* Data for this exercise *

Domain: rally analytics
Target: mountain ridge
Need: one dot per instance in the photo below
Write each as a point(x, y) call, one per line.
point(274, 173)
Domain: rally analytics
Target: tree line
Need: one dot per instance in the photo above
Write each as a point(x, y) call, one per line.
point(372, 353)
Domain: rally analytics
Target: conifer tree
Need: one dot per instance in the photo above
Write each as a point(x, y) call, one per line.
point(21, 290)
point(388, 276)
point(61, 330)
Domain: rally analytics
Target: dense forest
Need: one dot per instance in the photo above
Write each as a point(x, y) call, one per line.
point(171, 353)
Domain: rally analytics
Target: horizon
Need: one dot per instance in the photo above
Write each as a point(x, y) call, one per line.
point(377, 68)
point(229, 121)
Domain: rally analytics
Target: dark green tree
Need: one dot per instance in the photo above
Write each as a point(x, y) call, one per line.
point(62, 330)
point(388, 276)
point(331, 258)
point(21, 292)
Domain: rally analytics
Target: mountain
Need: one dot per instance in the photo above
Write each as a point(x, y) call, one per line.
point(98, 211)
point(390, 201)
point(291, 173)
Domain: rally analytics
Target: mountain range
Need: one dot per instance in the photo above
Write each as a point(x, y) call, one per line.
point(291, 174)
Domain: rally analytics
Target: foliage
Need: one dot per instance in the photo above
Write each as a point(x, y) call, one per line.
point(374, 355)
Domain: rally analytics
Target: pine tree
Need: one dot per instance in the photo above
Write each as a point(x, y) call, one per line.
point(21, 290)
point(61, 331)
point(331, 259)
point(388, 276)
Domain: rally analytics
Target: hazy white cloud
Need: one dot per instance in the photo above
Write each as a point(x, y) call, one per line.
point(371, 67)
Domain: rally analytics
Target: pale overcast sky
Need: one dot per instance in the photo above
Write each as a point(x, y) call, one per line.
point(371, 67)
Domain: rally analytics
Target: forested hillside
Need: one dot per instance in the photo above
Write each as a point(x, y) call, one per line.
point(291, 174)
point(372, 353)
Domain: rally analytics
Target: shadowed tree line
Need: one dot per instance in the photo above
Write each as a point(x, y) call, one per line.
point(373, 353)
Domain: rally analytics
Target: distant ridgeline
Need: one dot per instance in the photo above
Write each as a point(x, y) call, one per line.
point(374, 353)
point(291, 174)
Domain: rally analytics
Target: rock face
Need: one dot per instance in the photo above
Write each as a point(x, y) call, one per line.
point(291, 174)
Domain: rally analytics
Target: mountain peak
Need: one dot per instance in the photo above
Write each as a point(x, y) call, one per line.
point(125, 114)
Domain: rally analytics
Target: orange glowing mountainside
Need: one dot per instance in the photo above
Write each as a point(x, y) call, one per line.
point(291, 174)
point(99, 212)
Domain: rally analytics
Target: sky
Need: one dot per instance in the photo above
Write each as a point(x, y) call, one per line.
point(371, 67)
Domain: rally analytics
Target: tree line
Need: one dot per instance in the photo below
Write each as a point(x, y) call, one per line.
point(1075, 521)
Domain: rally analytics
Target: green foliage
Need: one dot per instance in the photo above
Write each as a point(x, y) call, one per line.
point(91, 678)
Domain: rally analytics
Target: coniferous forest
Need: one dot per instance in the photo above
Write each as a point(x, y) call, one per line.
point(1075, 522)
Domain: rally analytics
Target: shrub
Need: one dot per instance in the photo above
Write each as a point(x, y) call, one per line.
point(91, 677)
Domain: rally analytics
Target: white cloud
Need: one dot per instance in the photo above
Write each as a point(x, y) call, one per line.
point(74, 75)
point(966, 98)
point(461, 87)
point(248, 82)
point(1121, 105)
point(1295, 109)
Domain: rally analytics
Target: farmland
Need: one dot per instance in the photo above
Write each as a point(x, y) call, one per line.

* Problem to solve *
Could you copy out all the material word for word?

* Answer area *
Domain: rally analytics
Target: mountain ridge
Need: one dot per instance in the photo below
Write each as a point(x, y) call, one per line.
point(274, 173)
Domain: rally analytics
Target: tree line
Need: one dot per instance in the photo above
Write each as a point(x, y) call, one per line.
point(372, 353)
Domain: rally analytics
Target: conifer tree
Need: one dot per instance in the photo above
Write each as a point(x, y) call, one per line.
point(21, 290)
point(388, 276)
point(61, 330)
Domain: rally analytics
Target: dense forest
Need: one dot per instance in the photo above
Write each as a point(x, y) call, one per line.
point(171, 353)
Domain: rally analytics
Target: horizon
Need: one dot per instance in the photo above
Write each as a point(x, y) call, one per line.
point(377, 68)
point(229, 121)
Domain: rally analytics
Target: dark green tree
Need: one dot per instance in the photo above
Write each as a point(x, y) call, one per line.
point(62, 330)
point(388, 276)
point(331, 258)
point(21, 292)
Domain: rally analytics
Target: mountain
Need: one dot per instance in the photo above
Write each as a point(x, y) call, one per line.
point(98, 211)
point(390, 201)
point(291, 173)
Domain: rally analytics
Target: mountain range
Need: one dot per instance in the photo above
Write each as a point(x, y) call, one per line.
point(291, 174)
Domain: rally analytics
Target: foliage
Need: one dot per instance in the photo above
Write each as a point(x, y) call, one per line.
point(374, 355)
Domain: rally analytics
Target: pine tree
Need: one dot per instance in the photo above
Write each as a point(x, y) call, one per line.
point(21, 290)
point(61, 331)
point(331, 259)
point(388, 276)
Domain: rally analytics
Target: hazy white cloud
Need: one dot per instance in the photo above
Write each as a point(x, y) call, one per line.
point(371, 67)
Domain: rally analytics
Target: pale overcast sky
Need: one dot per instance in the photo above
Write each as a point(x, y) call, one per line.
point(371, 67)
Domain: rally analytics
Target: forested hillside
Need: one dot per instance in the photo above
Write each as a point(x, y) call, one per line.
point(291, 174)
point(372, 353)
Domain: rally analytics
Target: shadowed tree line
Need: one dot per instance in the photo above
Write each as a point(x, y) call, one per line.
point(373, 353)
Domain: rally analytics
Target: distant ridgeline
Need: one dot per instance in the photo above
Write each as a point(x, y) call, one per line.
point(374, 353)
point(291, 174)
Domain: rally analytics
Target: rock face
Need: one dot per instance in the photo above
Write each as a point(x, y) call, one per line.
point(291, 174)
Domain: rally analytics
Target: mountain peak
Need: one dot per instance in the photo above
Write each as a point(x, y) call, one per line.
point(125, 114)
Domain: rally analytics
Target: orange glowing mountainside
Need: one dot per instance in the photo above
Write each as a point(x, y) call, one per line.
point(291, 174)
point(99, 212)
Domain: rally analytics
Target: sky
Need: one dot per instance in the photo above
Write each as a point(x, y) call, one per line.
point(371, 67)
Domain: rally analytics
Target: tree line
Need: one dot per instance in the photo below
Write each as a point(x, y) call, one per line.
point(1075, 521)
Domain: rally analytics
Target: green foliage
Need: one dot per instance in the photo above
Write each as a point(x, y) call, one per line.
point(91, 678)
Domain: rally analytics
Target: coniferous forest
Need: one dot per instance in the photo above
Write each as a point(x, y) call, one per line.
point(1075, 522)
Domain: rally analytics
Target: shrub
Need: one dot per instance in the photo above
Write each as a point(x, y) call, one per line.
point(91, 677)
Domain: rally analytics
Target: white cloud
Need: one dot per instance in the photo above
Write each as a point(x, y) call, one per line.
point(74, 75)
point(966, 98)
point(461, 87)
point(248, 82)
point(1121, 105)
point(1295, 109)
Domain: rally analytics
Target: farmland
Need: one dot per instance in the photo above
Write each as a point(x, y) call, one per line.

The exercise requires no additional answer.